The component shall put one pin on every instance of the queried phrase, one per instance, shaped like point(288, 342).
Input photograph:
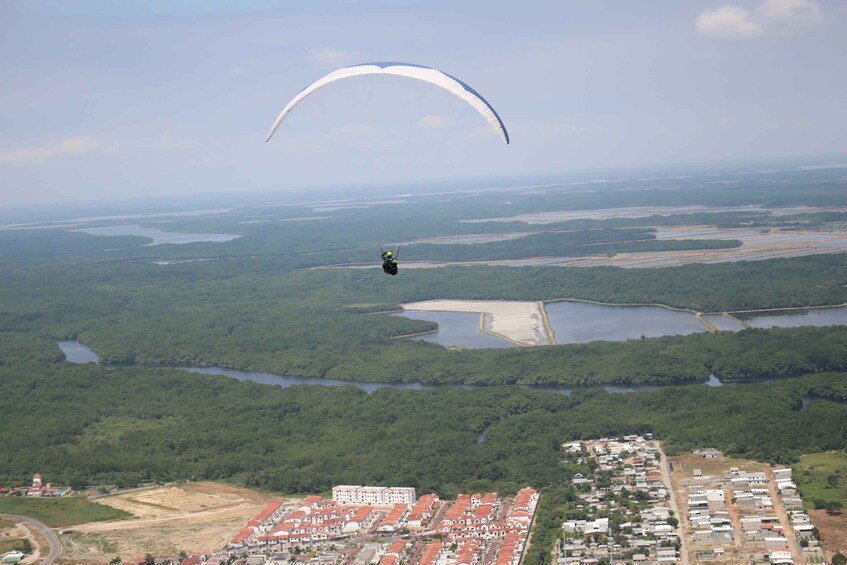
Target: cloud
point(791, 14)
point(67, 147)
point(771, 16)
point(432, 122)
point(729, 22)
point(331, 57)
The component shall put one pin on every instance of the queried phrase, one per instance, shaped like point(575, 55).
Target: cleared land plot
point(58, 512)
point(833, 531)
point(523, 323)
point(822, 476)
point(756, 245)
point(192, 517)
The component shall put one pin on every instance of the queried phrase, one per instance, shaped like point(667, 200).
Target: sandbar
point(522, 323)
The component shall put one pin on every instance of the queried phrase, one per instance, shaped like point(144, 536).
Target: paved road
point(779, 510)
point(666, 479)
point(52, 539)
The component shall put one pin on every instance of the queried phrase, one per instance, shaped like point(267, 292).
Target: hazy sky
point(109, 99)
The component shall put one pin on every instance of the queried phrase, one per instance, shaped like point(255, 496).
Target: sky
point(104, 100)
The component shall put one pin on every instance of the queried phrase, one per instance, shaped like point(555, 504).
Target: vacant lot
point(833, 530)
point(191, 517)
point(822, 476)
point(58, 512)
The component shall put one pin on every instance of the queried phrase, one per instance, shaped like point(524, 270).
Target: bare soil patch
point(192, 517)
point(522, 323)
point(833, 530)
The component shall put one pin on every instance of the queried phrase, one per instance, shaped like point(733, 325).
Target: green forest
point(257, 303)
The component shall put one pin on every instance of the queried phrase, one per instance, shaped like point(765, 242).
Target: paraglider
point(389, 261)
point(418, 72)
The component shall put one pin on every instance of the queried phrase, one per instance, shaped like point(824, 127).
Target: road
point(49, 535)
point(666, 479)
point(779, 509)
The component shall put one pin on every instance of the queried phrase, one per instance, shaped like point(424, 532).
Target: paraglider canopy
point(419, 72)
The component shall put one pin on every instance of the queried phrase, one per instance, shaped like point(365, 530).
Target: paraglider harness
point(389, 261)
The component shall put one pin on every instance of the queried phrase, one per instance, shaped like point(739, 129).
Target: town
point(755, 514)
point(629, 495)
point(361, 525)
point(624, 511)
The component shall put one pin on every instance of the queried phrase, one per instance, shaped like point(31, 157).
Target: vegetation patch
point(822, 479)
point(57, 512)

※ ※ ※

What the exercise asks —
Reproduce the records above exactly, starting with the line that contains "like point(824, 127)." and ending with the last line.

The solution —
The component shall put one pin on every instance of the queried phrase, one per instance, shaped like point(824, 127).
Target: road
point(49, 535)
point(666, 479)
point(779, 509)
The component shall put one pin on every instance of the queried phrase, one per instance, shaped like point(424, 532).
Target: paraglider canopy
point(419, 72)
The component shall put one pin on every instance of the queried phrase, one per instance, shaped like point(365, 530).
Target: paraglider harness
point(389, 261)
The component shall put one pin on every instance of the queried phrase, one per instance, shaped like point(739, 129).
Target: town
point(755, 514)
point(629, 495)
point(361, 525)
point(624, 511)
The component shall put one pin on every instance of the queried phrase, one per instance, shaped like point(31, 157).
Target: vegetation patch
point(822, 479)
point(57, 512)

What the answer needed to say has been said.